## REQUEST 1:
From the Disney lodging thread, reproduce the passage that starts at the words "## Firepath (Jun" and ends after "rooms sleep 5.".
## REQUEST 2:
List every username shown as the author of a post in the Disney lodging thread.
## REQUEST 3:
Answer these about the Disney lodging thread:
(a) Through which company do the original poster's Marriott timeshares trade?
(b) Of the regular Disney hotels, which one would Firepath choose?
(c) What is the going rental rate per point that elaine gives?

## PAGE:
>>>>>
# Advise Needed: Best place to stay with 5 yr old and 3 year old on Disney property



## itrainu (Jun 4, 2020)

Planning a trip with adult children and grand kids in Jan/Feb of 2022. Looking to start initial planning now. We have always stayed at Marriott timeshares when in Orlando, so have zero familiarity with Disney properties. Advise needed as to what would be the best option. Recommendations on Disney timeshares, etc.

Our Marriott timeshares trade through Interval, so I guess trading will not be a option......

Give us your recommendations.....Susan


----------



## Firepath (Jun 4, 2020)

If you can get Saratoga Springs thru an RCI exchange you'll be on Disney Property and be able to use their transportation and free parking, but they are all one BR, sleep 4. I've never had trouble getting SSR in Jan or Feb, even 2 rooms, but things may be different this year. Wherever you stay, have fun! Of regular Disney hotels, I'd choose Contemporary, for easy walk to/from Magic Kingdom and Monorail access, but it's pricey. Moderate resorts, we like Riverside, and some of the rooms sleep 5.


----------



## elaine (Jun 4, 2020)

So, I'm assuming you'll need a 2 BR. You can rent points from an owner or service or book via Disney direct. DVC is per unit/per night points. The minimum for a week's stay in about 250 points at OKW, SSR, AKV. Other DVC are 300+ points. You can google DVC points charts. The going rate for rental is about $13-17 per point. Much more $$$ thru Disney. Trading into DVC via RCI is usually a 1 BR at SSR.  2 units at SSR would be $500 in trade fees, plus $400 DVC fees, plus exchanging 2 prime RCI units.
Allears.net is a great place to see photos of the different DVCs. Each has a different vibe. I am partial to AKV, where I own, but have stayed in most of them. Those ages would love the animals at AKV and the points charts are reasonable. They're all great IMHO and I'd be happy with any. however, the $ saved by staying in your Marriott (have also stayed in most in O) would pay for a lot of WDW tickets, which are $$$$ now as well. We had years of great off-site WDW trips with young kids before buying DVC. Not trying to dissuade you, just letting you know it's a big investment to stay in a 2BR and maybe not "worth it" IMHO, and that's from a DVC owner. We get a 1BR with a family of 5 and that's worked fine for us--but to go to a 2 BR would not have been cost effective over other very nice off-site places, IMHO. We still trade via RCI for Marriotts and HGVC when we need a 2-3 BR at WDW.


----------



## Dean (Jun 4, 2020)
<<<<<
## Object position labeling lines:
>>>>>
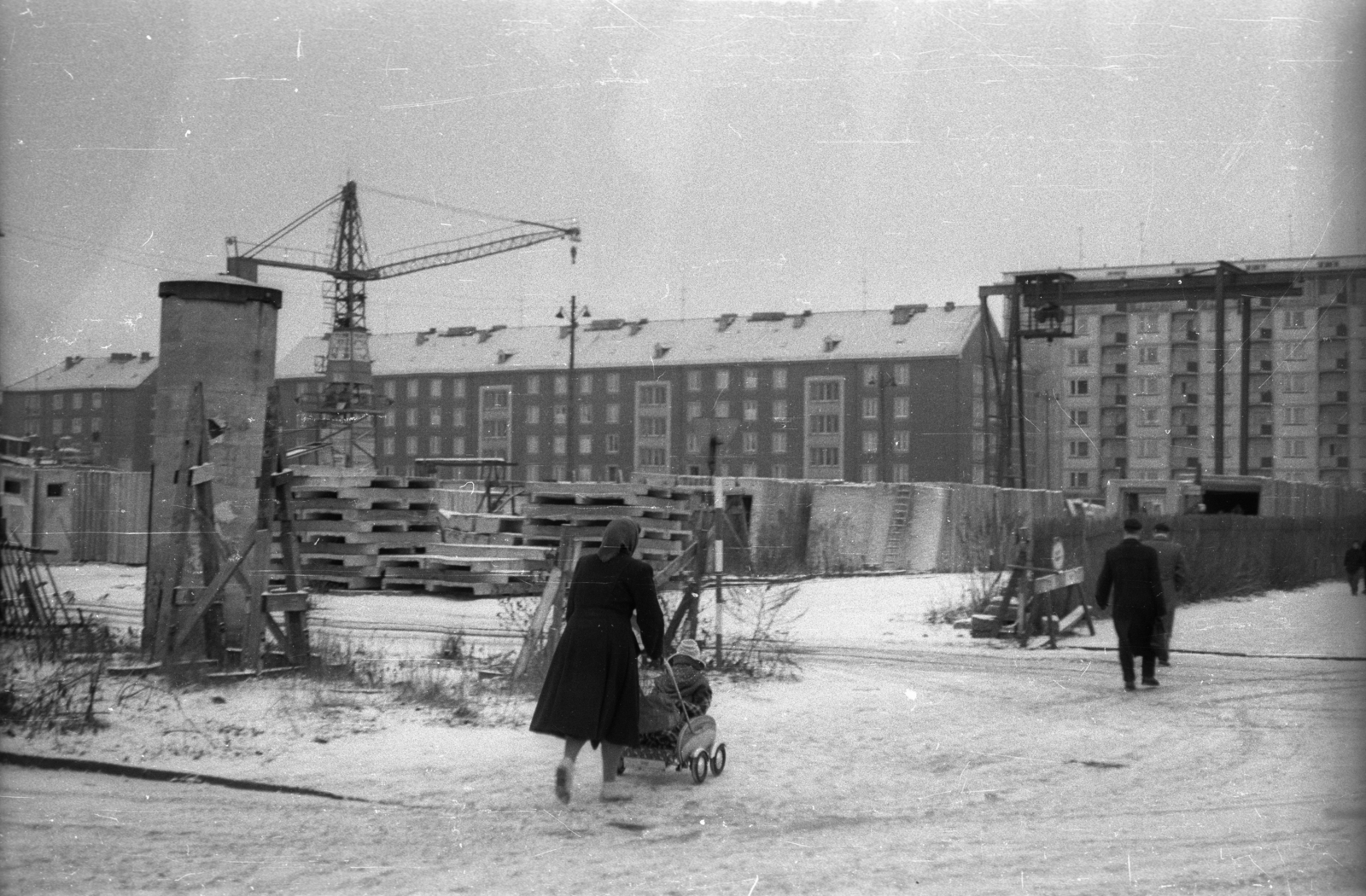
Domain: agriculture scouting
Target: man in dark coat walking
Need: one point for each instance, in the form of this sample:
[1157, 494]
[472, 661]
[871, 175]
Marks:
[1171, 561]
[1354, 561]
[1133, 573]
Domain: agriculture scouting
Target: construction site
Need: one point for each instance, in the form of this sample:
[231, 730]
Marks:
[273, 609]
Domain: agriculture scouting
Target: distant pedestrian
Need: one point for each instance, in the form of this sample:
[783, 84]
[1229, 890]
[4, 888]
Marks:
[1171, 561]
[1354, 561]
[1133, 573]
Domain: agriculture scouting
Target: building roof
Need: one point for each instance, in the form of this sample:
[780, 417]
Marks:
[908, 331]
[120, 370]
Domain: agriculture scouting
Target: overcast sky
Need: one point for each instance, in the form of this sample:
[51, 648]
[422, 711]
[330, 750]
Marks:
[719, 156]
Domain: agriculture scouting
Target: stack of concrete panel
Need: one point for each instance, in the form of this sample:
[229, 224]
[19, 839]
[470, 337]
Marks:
[352, 525]
[580, 513]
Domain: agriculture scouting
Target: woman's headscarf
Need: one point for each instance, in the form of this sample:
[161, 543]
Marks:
[621, 537]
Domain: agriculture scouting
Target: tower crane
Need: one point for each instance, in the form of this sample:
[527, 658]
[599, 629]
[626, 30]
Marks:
[346, 407]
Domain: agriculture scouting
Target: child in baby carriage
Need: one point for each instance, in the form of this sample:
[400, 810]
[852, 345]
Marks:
[666, 707]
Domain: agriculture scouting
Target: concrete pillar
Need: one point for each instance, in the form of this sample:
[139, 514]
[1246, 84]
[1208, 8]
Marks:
[218, 332]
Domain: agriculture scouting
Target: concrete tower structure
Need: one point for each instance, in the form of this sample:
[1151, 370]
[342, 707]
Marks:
[218, 335]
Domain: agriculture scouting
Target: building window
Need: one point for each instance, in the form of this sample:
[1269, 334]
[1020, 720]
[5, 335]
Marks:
[826, 391]
[826, 423]
[826, 457]
[652, 395]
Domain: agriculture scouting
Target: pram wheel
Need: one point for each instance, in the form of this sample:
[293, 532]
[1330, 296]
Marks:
[700, 765]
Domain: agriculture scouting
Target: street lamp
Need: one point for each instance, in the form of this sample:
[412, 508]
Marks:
[574, 325]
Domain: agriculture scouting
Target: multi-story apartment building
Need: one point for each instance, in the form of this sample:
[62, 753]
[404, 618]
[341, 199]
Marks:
[891, 395]
[86, 410]
[1131, 395]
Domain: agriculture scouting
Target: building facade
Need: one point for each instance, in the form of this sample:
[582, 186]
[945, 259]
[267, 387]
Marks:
[892, 395]
[1131, 395]
[86, 410]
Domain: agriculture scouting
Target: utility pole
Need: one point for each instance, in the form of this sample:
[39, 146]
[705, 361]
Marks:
[573, 450]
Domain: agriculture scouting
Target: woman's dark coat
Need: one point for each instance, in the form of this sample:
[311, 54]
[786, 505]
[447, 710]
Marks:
[1131, 571]
[592, 691]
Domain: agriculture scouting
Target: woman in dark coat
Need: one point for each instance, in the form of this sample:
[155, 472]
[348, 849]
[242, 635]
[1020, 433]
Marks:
[592, 691]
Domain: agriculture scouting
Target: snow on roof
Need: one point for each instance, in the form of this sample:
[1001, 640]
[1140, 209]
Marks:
[120, 370]
[908, 331]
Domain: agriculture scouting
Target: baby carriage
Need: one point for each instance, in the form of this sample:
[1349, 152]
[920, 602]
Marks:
[690, 743]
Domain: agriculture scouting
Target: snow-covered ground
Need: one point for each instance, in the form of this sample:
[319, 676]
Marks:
<<<<<
## CORRECT ANSWER 1:
## Firepath (Jun 4, 2020)

If you can get Saratoga Springs thru an RCI exchange you'll be on Disney Property and be able to use their transportation and free parking, but they are all one BR, sleep 4. I've never had trouble getting SSR in Jan or Feb, even 2 rooms, but things may be different this year. Wherever you stay, have fun! Of regular Disney hotels, I'd choose Contemporary, for easy walk to/from Magic Kingdom and Monorail access, but it's pricey. Moderate resorts, we like Riverside, and some of the rooms sleep 5.

## CORRECT ANSWER 2:
itrainu
Firepath
elaine
Dean

## CORRECT ANSWER 3:
(a) Interval
(b) Contemporary
(c) About $13-17 per point